Starting at the top of the entries below, print each line exactly until the line with "units: whole-number pixel" has been printed too.

[Start of Attachment]

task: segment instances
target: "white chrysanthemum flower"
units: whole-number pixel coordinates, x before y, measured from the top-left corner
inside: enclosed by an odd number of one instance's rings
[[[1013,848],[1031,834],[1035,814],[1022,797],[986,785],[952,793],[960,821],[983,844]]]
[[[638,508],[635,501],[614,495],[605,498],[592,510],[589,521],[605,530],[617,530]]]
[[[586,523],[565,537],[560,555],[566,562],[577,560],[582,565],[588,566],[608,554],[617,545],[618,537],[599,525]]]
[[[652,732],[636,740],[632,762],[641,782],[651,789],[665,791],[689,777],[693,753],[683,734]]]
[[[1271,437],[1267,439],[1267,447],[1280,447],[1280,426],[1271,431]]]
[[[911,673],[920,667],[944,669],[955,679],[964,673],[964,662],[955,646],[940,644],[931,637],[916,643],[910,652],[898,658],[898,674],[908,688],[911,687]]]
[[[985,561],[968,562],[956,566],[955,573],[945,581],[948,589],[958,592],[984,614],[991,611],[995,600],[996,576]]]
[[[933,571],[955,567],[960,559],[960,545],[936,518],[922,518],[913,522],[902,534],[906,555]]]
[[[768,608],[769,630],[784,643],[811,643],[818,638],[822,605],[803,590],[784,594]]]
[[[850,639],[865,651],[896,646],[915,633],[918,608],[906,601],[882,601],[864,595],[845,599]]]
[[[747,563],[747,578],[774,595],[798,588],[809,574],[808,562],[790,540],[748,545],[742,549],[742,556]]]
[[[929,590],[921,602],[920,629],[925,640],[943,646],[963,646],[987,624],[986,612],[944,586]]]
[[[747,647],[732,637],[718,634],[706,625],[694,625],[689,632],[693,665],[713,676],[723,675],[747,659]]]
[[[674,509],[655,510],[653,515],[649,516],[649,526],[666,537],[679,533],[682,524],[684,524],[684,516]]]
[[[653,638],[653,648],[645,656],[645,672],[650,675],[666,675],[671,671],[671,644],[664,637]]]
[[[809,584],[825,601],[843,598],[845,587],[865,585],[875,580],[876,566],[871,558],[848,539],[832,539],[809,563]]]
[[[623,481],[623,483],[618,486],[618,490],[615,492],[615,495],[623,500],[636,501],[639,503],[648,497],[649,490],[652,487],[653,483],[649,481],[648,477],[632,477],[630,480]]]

[End of Attachment]

**THE ANSWER**
task: segment instances
target: "white chrysanthemum flower"
units: whole-number pixel coordinates, x before y, measured from the top-left corner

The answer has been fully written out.